__Assigned task__
Present all of the data below as a numbered list, one line per item, skipping blank lines and leaving out the pictures.

══ Data for processing

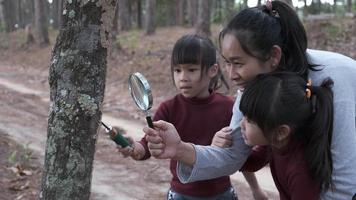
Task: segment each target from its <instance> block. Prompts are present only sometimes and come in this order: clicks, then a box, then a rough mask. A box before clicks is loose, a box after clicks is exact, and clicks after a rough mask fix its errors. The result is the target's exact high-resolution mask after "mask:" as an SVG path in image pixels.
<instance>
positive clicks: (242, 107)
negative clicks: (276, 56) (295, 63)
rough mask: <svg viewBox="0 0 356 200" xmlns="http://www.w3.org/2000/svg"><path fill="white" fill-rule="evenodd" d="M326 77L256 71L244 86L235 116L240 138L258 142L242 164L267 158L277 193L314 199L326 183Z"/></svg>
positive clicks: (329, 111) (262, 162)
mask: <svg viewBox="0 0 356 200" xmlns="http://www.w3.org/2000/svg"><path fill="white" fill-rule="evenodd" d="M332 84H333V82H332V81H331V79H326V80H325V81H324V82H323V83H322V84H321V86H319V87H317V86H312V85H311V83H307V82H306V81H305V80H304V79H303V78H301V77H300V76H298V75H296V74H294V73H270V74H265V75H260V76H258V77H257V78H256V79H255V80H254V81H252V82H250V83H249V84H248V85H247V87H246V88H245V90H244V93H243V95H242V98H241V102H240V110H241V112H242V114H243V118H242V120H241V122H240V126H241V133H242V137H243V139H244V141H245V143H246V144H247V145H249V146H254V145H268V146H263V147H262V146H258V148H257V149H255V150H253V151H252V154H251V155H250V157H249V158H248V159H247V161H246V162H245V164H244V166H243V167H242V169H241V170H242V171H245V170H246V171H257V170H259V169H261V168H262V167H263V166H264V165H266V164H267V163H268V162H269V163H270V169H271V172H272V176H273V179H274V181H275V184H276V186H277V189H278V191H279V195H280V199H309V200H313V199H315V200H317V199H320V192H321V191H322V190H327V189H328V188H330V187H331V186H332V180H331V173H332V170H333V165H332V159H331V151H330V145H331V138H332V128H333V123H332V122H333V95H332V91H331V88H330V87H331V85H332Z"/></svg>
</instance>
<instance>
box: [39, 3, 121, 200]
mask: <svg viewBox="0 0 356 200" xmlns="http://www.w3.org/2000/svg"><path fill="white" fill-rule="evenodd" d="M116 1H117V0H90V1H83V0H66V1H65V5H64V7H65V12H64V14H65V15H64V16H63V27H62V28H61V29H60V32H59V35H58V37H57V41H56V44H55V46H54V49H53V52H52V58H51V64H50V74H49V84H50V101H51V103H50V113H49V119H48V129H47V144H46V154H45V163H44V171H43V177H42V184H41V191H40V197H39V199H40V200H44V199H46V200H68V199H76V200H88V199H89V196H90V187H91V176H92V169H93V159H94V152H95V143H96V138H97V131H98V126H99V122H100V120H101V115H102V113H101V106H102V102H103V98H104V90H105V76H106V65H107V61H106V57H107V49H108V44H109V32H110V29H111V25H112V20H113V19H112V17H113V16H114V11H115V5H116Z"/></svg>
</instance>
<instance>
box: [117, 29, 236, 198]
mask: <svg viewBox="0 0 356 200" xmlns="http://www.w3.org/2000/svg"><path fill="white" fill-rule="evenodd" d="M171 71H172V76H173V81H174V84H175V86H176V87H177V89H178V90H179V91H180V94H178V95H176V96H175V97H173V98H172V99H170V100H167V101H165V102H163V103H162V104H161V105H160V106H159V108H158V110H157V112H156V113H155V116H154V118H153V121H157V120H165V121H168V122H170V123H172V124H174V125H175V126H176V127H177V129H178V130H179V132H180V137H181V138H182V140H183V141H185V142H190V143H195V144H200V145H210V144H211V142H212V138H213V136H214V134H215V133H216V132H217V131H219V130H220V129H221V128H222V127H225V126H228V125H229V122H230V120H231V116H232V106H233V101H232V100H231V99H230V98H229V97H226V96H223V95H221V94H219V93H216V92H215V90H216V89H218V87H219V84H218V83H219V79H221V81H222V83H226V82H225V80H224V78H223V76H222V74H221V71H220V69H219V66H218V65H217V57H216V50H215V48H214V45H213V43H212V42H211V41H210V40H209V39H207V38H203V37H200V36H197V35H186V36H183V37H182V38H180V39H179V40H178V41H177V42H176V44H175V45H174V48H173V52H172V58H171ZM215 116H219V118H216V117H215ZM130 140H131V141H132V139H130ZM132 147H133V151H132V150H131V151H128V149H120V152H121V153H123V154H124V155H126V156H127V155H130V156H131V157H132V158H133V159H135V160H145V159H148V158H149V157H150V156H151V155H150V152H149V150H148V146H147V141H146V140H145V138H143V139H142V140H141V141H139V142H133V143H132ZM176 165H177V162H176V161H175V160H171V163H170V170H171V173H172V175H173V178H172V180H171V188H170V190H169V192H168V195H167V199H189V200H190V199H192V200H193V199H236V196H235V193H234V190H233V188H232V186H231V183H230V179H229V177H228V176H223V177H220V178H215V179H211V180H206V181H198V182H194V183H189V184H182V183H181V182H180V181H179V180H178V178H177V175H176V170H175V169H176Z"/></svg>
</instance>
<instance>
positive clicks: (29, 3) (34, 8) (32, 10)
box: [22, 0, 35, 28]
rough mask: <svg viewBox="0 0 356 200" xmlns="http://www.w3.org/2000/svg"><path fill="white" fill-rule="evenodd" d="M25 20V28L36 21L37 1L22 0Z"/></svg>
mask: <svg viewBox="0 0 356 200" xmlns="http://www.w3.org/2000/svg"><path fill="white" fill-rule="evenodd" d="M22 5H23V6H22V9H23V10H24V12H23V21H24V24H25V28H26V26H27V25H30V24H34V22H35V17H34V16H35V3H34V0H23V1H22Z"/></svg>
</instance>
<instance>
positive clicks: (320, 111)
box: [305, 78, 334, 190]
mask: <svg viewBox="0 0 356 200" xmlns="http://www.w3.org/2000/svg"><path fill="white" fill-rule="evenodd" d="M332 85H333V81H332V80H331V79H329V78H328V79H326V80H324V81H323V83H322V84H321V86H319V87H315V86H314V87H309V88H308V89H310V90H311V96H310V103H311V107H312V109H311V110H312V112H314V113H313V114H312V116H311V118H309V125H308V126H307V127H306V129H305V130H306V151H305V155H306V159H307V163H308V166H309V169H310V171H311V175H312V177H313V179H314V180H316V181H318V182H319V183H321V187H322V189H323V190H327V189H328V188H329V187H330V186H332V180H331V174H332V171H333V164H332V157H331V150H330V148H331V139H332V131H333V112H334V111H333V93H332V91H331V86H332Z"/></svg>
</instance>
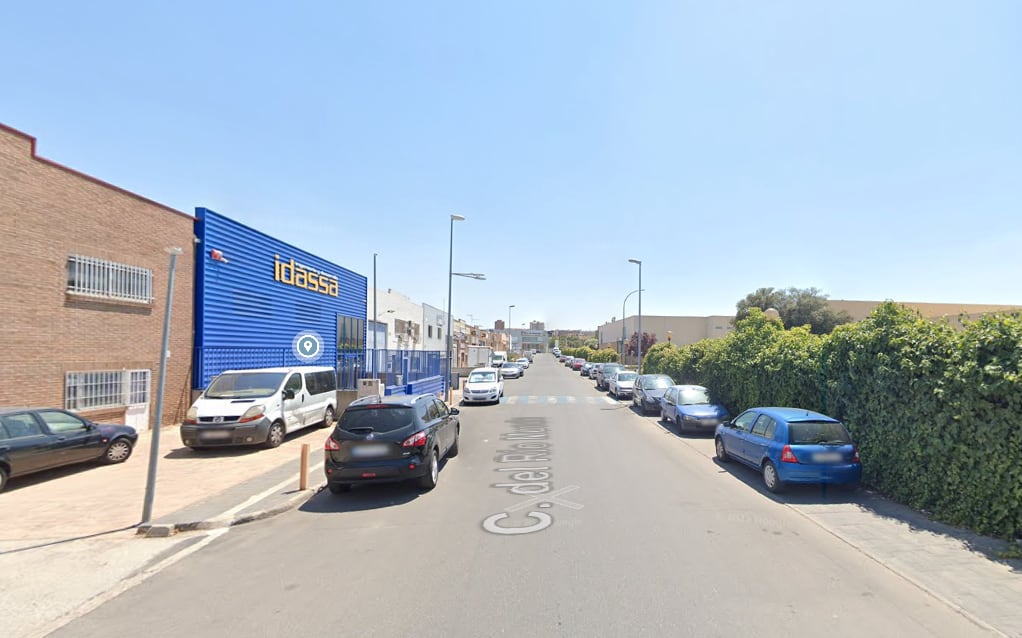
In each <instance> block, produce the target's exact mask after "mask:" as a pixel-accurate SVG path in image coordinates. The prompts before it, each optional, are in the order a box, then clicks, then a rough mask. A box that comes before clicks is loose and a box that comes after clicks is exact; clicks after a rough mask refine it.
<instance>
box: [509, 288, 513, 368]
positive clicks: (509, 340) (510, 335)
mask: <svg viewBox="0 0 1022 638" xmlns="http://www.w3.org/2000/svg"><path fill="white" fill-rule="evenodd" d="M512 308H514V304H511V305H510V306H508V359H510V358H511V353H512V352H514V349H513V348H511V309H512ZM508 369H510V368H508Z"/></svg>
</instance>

════

__Solution to this task__
1. Task: segment each target from its <instance> block. Prompts are present only sometimes and come in this order: clicks, then a box, then a rough mask. A box before clicks is loose, a box after clicks is exact, and clicks after a rough mask fix its errors. The result is the target's exact high-resolution mask after "mask:" as an SVG path in image pixels.
2. <instance>
3. positive clicks: (242, 107)
4. negative clicks: (276, 56) (295, 63)
5. rough mask: <svg viewBox="0 0 356 200" xmlns="http://www.w3.org/2000/svg"><path fill="white" fill-rule="evenodd" d="M326 77L256 71L244 86L235 116L240 138L258 142L242 164L267 158L277 193L314 199L326 183Z"/></svg>
6. positive clicks: (329, 111) (262, 162)
7. mask: <svg viewBox="0 0 356 200" xmlns="http://www.w3.org/2000/svg"><path fill="white" fill-rule="evenodd" d="M332 84H333V82H332V81H331V79H326V80H325V81H324V82H323V83H322V84H321V86H319V87H317V86H312V85H311V83H307V82H306V81H305V80H304V79H303V78H301V77H300V76H298V75H296V74H294V73H270V74H265V75H260V76H258V77H257V78H256V79H255V80H254V81H252V82H250V83H249V84H248V85H247V87H246V88H245V90H244V93H243V95H242V98H241V102H240V110H241V112H242V114H243V118H242V120H241V122H240V126H241V133H242V137H243V139H244V141H245V143H246V144H247V145H249V146H254V145H268V146H263V147H262V146H258V148H257V149H255V150H253V151H252V154H251V155H250V157H249V158H248V159H247V161H246V162H245V164H244V166H243V167H242V169H241V170H242V171H245V170H246V171H257V170H259V169H261V168H262V167H263V166H264V165H266V164H267V163H268V162H269V163H270V169H271V172H272V176H273V179H274V181H275V184H276V186H277V189H278V191H279V195H280V199H309V200H313V199H315V200H317V199H320V192H321V191H322V190H327V189H328V188H330V187H331V186H332V180H331V173H332V170H333V165H332V159H331V151H330V145H331V138H332V128H333V123H332V122H333V95H332V91H331V88H330V87H331V85H332Z"/></svg>
8. </instance>
9. <instance>
10. box: [39, 3, 121, 200]
11. mask: <svg viewBox="0 0 356 200" xmlns="http://www.w3.org/2000/svg"><path fill="white" fill-rule="evenodd" d="M116 1H117V0H90V1H83V0H66V1H65V5H64V7H65V12H64V14H65V15H64V16H63V27H62V28H61V29H60V32H59V35H58V37H57V41H56V44H55V46H54V49H53V52H52V58H51V64H50V74H49V84H50V101H51V103H50V113H49V119H48V129H47V144H46V154H45V163H44V171H43V177H42V184H41V191H40V197H39V199H40V200H44V199H46V200H68V199H76V200H88V199H89V196H90V187H91V176H92V169H93V159H94V152H95V143H96V138H97V131H98V126H99V122H100V120H101V115H102V113H101V106H102V102H103V98H104V90H105V76H106V65H107V61H106V57H107V49H108V44H109V32H110V29H111V25H112V20H113V19H112V17H113V16H114V11H115V5H116Z"/></svg>
12. </instance>
13. <instance>
14. box: [117, 29, 236, 198]
15. mask: <svg viewBox="0 0 356 200" xmlns="http://www.w3.org/2000/svg"><path fill="white" fill-rule="evenodd" d="M171 71H172V76H173V81H174V84H175V86H176V87H177V89H178V90H179V91H180V94H178V95H176V96H175V97H173V98H172V99H170V100H167V101H165V102H163V103H162V104H161V105H160V106H159V108H158V110H157V112H156V113H155V116H154V118H153V121H157V120H165V121H168V122H170V123H172V124H174V125H175V126H176V127H177V129H178V130H179V132H180V137H181V138H182V140H183V141H185V142H190V143H195V144H200V145H210V144H211V142H212V138H213V136H214V134H215V133H216V132H217V131H219V130H220V129H221V128H222V127H225V126H228V125H229V122H230V120H231V116H232V106H233V101H232V100H231V99H230V98H229V97H226V96H223V95H221V94H219V93H216V92H215V90H216V89H218V87H219V84H218V83H219V79H221V81H222V83H226V82H225V80H224V78H223V76H222V74H221V71H220V69H219V66H218V65H217V57H216V50H215V48H214V45H213V43H212V42H211V41H210V40H209V39H207V38H203V37H200V36H197V35H186V36H183V37H182V38H180V39H179V40H178V41H177V42H176V44H175V45H174V48H173V52H172V58H171ZM215 116H219V118H216V117H215ZM130 140H131V141H132V139H130ZM132 147H133V151H132V150H131V151H128V149H120V152H121V153H123V154H124V155H126V156H127V155H130V156H131V157H132V158H133V159H135V160H145V159H148V158H149V157H150V156H151V155H150V152H149V150H148V146H147V141H146V140H145V138H143V139H142V140H141V141H139V142H133V143H132ZM176 165H177V162H176V161H175V160H171V163H170V170H171V173H172V175H173V178H172V180H171V188H170V190H169V192H168V195H167V199H189V200H190V199H192V200H193V199H236V196H235V193H234V190H233V188H232V186H231V183H230V179H229V177H228V176H223V177H220V178H215V179H211V180H206V181H198V182H194V183H189V184H182V183H181V182H180V181H179V180H178V178H177V175H176V170H175V169H176Z"/></svg>
16. </instance>
17. <instance>
18. positive clicks: (29, 3) (34, 8) (32, 10)
19. box: [22, 0, 35, 28]
20. rough mask: <svg viewBox="0 0 356 200" xmlns="http://www.w3.org/2000/svg"><path fill="white" fill-rule="evenodd" d="M25 20V28L36 21L37 1L22 0Z"/></svg>
21. mask: <svg viewBox="0 0 356 200" xmlns="http://www.w3.org/2000/svg"><path fill="white" fill-rule="evenodd" d="M22 5H23V6H22V9H23V10H24V12H23V21H24V24H25V28H26V26H27V25H30V24H34V22H35V17H34V16H35V3H34V0H23V1H22Z"/></svg>
22. </instance>
23. <instance>
24. positive clicks: (320, 111)
25. box: [305, 78, 334, 190]
26. mask: <svg viewBox="0 0 356 200" xmlns="http://www.w3.org/2000/svg"><path fill="white" fill-rule="evenodd" d="M332 85H333V81H332V80H331V79H329V78H328V79H326V80H324V81H323V83H322V84H321V86H319V87H315V86H314V87H309V88H308V89H310V90H311V96H310V103H311V107H312V109H311V110H312V112H314V113H313V114H312V116H311V118H309V125H308V126H307V127H306V129H305V130H306V151H305V155H306V159H307V163H308V166H309V169H310V171H311V175H312V177H313V179H314V180H316V181H318V182H319V183H321V187H322V189H323V190H327V189H328V188H329V187H330V186H332V180H331V174H332V171H333V164H332V157H331V150H330V148H331V139H332V131H333V112H334V111H333V93H332V91H331V86H332Z"/></svg>
27. </instance>
28. In each <instance> block, produce the target's exact mask after "mask:" as a pixel-accurate SVG path in image coordinates. The prompts before it, each optional, are in the order a box, then clicks, then a rough mask. A box that comes before clicks is loose and a box that comes after clicks is exact; clicks after a rough mask refine it.
29. <instance>
30. box: [509, 288, 513, 368]
31. positive clicks: (509, 340) (510, 335)
32. mask: <svg viewBox="0 0 1022 638" xmlns="http://www.w3.org/2000/svg"><path fill="white" fill-rule="evenodd" d="M512 308H514V304H511V305H510V306H508V359H510V358H511V353H512V352H514V349H513V348H511V309H512ZM508 369H510V368H508Z"/></svg>
33. </instance>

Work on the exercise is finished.